**Vorliegender Text**.
Economiesuisse erwartet steigende Arbeitslosigkeit
Economiesuisse-Chefökonom Rudolf Minsch.
Bern – Für Rudolf Minsch, Chefökonom des Wirtschaftsdachverbands Economiesuisse, ist die Lage wegen des starken Frankens ernst: «Die Schweiz kann das nicht lange durchstehen», sagte er in einem am Freitag in mehreren Tageszeitungen publizierten Interview.
«Die Arbeitslosenzahlen werden wegen der Frankenstärke steigen», betonte Minsch. Zwar hätten viele Betriebe weiterhin einen hohen Bedarf an hochqualifizierten Arbeitskräften, Investitionsentscheide würden jedoch zunehmend zuungunsten der Schweiz ausfallen. Immer mehr Betriebe seien in ihrer Existenz gefährdet.

**Aufgabenstellung a**. Schreibe aus dem Text über die Frankenstärke die Stelle ab, die mit „Bern – Für Rudolf“ beginnt und bis „Tageszeitungen publizierten Interview.“ reicht.

**Vorliegende Datensätze**.
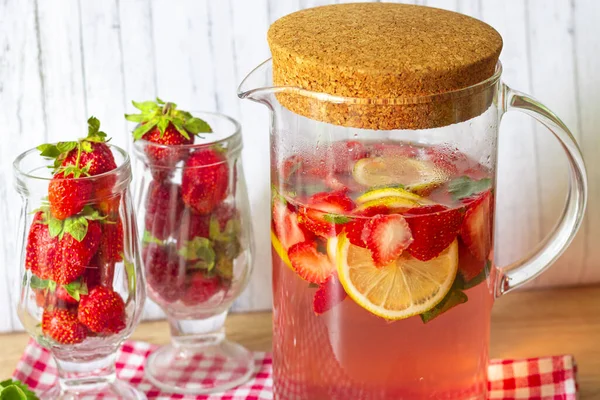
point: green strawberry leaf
(38, 283)
(65, 147)
(86, 146)
(454, 297)
(201, 251)
(49, 150)
(76, 289)
(162, 125)
(143, 129)
(76, 227)
(55, 227)
(131, 277)
(145, 106)
(135, 117)
(196, 125)
(148, 238)
(336, 219)
(464, 187)
(13, 389)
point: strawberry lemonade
(381, 273)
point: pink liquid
(348, 353)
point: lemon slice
(401, 289)
(379, 193)
(415, 175)
(280, 250)
(394, 204)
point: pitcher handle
(558, 240)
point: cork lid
(380, 52)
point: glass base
(102, 390)
(200, 369)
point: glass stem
(198, 332)
(77, 376)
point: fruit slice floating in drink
(408, 237)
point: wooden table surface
(524, 324)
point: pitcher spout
(258, 85)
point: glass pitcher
(382, 243)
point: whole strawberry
(164, 127)
(41, 247)
(205, 180)
(78, 242)
(165, 274)
(163, 209)
(68, 195)
(102, 311)
(200, 288)
(62, 326)
(86, 157)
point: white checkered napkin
(547, 378)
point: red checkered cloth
(547, 378)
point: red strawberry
(164, 271)
(322, 210)
(193, 225)
(387, 237)
(111, 242)
(476, 230)
(205, 180)
(102, 311)
(286, 225)
(309, 264)
(200, 288)
(62, 326)
(163, 209)
(165, 128)
(433, 229)
(41, 247)
(328, 295)
(72, 256)
(68, 196)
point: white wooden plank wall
(63, 60)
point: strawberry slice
(328, 295)
(433, 228)
(325, 210)
(309, 264)
(387, 237)
(476, 230)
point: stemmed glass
(197, 254)
(82, 290)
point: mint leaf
(464, 186)
(336, 219)
(48, 150)
(145, 106)
(135, 117)
(162, 125)
(482, 276)
(143, 129)
(148, 238)
(200, 251)
(453, 298)
(76, 227)
(10, 388)
(55, 226)
(196, 125)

**Aufgabenstellung b**. Gib die Zeilen der Datensätze unverändert wieder, beginnend mit der Zeile mit „point: glass base“ und weiter bis zum Ende der Datensätze, beide Enden eingeschlossen.

**Ausgearbeitete Lösung a**.
Bern – Für Rudolf Minsch, Chefökonom des Wirtschaftsdachverbands Economiesuisse, ist die Lage wegen des starken Frankens ernst: «Die Schweiz kann das nicht lange durchstehen», sagte er in einem am Freitag in mehreren Tageszeitungen publizierten Interview.

**Ausgearbeitete Lösung b**.
point: glass base
(102, 390)
(200, 369)
point: glass stem
(198, 332)
(77, 376)
point: fruit slice floating in drink
(408, 237)
point: wooden table surface
(524, 324)
point: pitcher spout
(258, 85)
point: glass pitcher
(382, 243)
point: whole strawberry
(164, 127)
(41, 247)
(205, 180)
(78, 242)
(165, 274)
(163, 209)
(68, 195)
(102, 311)
(200, 288)
(62, 326)
(86, 157)
point: white checkered napkin
(547, 378)
point: red checkered cloth
(547, 378)
point: red strawberry
(164, 271)
(322, 210)
(193, 225)
(387, 237)
(111, 242)
(476, 230)
(205, 180)
(102, 311)
(286, 225)
(309, 264)
(200, 288)
(62, 326)
(163, 209)
(165, 128)
(433, 229)
(41, 247)
(328, 295)
(72, 256)
(68, 196)
point: white wooden plank wall
(63, 60)
point: strawberry slice
(328, 295)
(433, 228)
(325, 210)
(309, 264)
(387, 237)
(476, 230)
point: stemmed glass
(197, 254)
(82, 290)
point: mint leaf
(464, 186)
(336, 219)
(48, 150)
(145, 106)
(135, 117)
(162, 125)
(482, 276)
(143, 129)
(148, 238)
(200, 251)
(453, 298)
(76, 227)
(10, 388)
(55, 226)
(196, 125)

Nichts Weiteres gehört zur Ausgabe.